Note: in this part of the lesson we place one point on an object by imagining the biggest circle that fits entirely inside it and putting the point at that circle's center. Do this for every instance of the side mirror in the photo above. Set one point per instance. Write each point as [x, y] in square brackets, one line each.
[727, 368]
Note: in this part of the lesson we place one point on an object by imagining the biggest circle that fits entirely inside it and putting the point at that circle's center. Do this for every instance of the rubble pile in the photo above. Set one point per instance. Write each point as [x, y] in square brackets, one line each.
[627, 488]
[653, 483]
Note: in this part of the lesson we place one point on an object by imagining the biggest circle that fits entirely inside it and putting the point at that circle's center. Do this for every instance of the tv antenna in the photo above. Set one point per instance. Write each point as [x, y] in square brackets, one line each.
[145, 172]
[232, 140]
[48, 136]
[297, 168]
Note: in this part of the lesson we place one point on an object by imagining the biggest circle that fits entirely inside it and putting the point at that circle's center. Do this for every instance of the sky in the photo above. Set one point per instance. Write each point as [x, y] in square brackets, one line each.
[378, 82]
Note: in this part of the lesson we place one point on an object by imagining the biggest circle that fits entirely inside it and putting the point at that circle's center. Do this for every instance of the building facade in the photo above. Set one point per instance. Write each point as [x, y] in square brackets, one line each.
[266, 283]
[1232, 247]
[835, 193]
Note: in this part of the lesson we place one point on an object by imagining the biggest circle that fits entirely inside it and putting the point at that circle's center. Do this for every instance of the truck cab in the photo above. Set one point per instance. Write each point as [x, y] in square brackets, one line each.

**Challenge**
Edit the lines above by changing each "biggest circle" to "largest circle", and keep everything else the same.

**Result below**
Note: in this part of the lesson we place one point on an object by imagining the largest circle that fits entirely inside it and putting the point at that circle's center. Do this for every instance of the side mirror in the photo above. Set one point per instance. Write each point as [x, y] in square brackets, one line each.
[727, 368]
Note: in this part of the lesson we place one point on an object by imagining the largest circle that fits entirely inside it and putting the point at that circle's center. Do this for every instance of the rubble pile in the photo above. Set one point per instance. Write each point as [x, y] in square brackets, one line each.
[627, 488]
[653, 483]
Note: in this part of the lesson we place one point on an object by imagining the largest circle that fits entirely inside it and putting the point at that circle's center. Do this for every instance of the tv antenna in the photo above. Set one point per instance. Write each point as [x, y] in square brackets, one line each.
[145, 172]
[232, 140]
[48, 136]
[297, 168]
Note: in this part of the lesson we place one point on an object by imagining the largest circle that fits entirely inside it and putting the point at that circle's center. Do this for every instance of the sky in the photo above. Set one point per instance. Write each point as [x, y] in square brackets, one line each.
[378, 82]
Note: in this part of the lesson we place one point on an object by imagining the largest circle that fits entirely inside it and putting the point at that circle's center. Do this for every instance of the building facade in the photo above. Set one point per instance. Write each point as [x, y] in square brackets, one line each.
[266, 283]
[1232, 247]
[835, 193]
Note: in this part of the lesson we place one point on an object by imagining the largest circle that fits entirely inside it and putting the point at that circle's center. Do this for every instance of the truck cab in the photo above. Set one point per instance. Write each point as [x, y] in square brackets, one line each.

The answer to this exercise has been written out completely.